▶ SOURCE EXTRACT
════════
The easiest way to find out what the supremum is, is noticing that $x^k \le 1$ and you can get arbitrarily close to $1$. Hence the supremum is $1$.

Answer 2

Here it says you take the supremum not just over all $k$ but all $x$ as well. In this case, with, say, $k = 1$ and $x$ close to $1$ you can get $|x|^k$ to be arbitrarily close to $1$. You obviously can't do better than that, so the sup is $1$. If it said $\sup \{x^k\; : \; k \in \mathbb N\}$, that would be what you were talking about before: for each $x$ you take the supremum of the values $x^k$ over all $n \in \mathbb N$.
════════
Continue the forum discussion above about the supremum of $|x|^k$, picking up after its last sentence.

▶ DATA BLOCK
════════
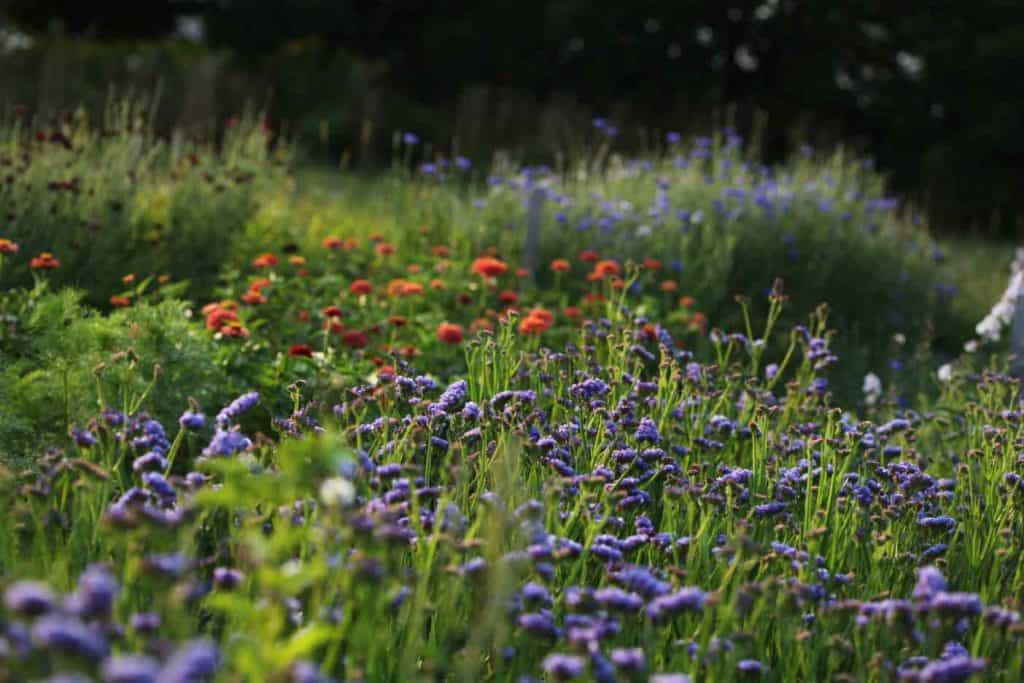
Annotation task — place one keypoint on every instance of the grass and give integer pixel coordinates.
(438, 468)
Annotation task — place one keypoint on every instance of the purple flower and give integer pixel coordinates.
════════
▶ WRITTEN ANSWER
Answer 3

In general, we take suprema of sets of real numbers, which is written $\sup S$ for a subset $S\subseteq \mathbb R$. Notations $\sup_{n\in\mathbb N}a_n$ can be rewritten as $\sup\{\,a_n: n\in\mathbb N\,\}$. Likewise $\sup_{n\in\mathbb N}f_n(x)=\sup\{\,f_n(x): n\in\mathbb N\,\}$ where the set on the right depends on the parameter $x$, so that the whole supremum-expression becomes a function of $x$. Your final example $$\sup\{\,|x|^k: -1\le x\le 1, k\in\mathbb N\,\} $$ is already given with a subset of $\mathbb R$; the $x$ occuring in it does not make us consider functions for $x$ (like $k$) is not a parameter (or "free varaiable") here. As cleraly $|x|^k\le 1$ for all $x,k$ with $-1\le x\le 1$ and $k\in\mathbb N$, we see that $1$ is an upper bound for the set; and as $1$ actually is in the set, we have thus found th eleast upper bound ...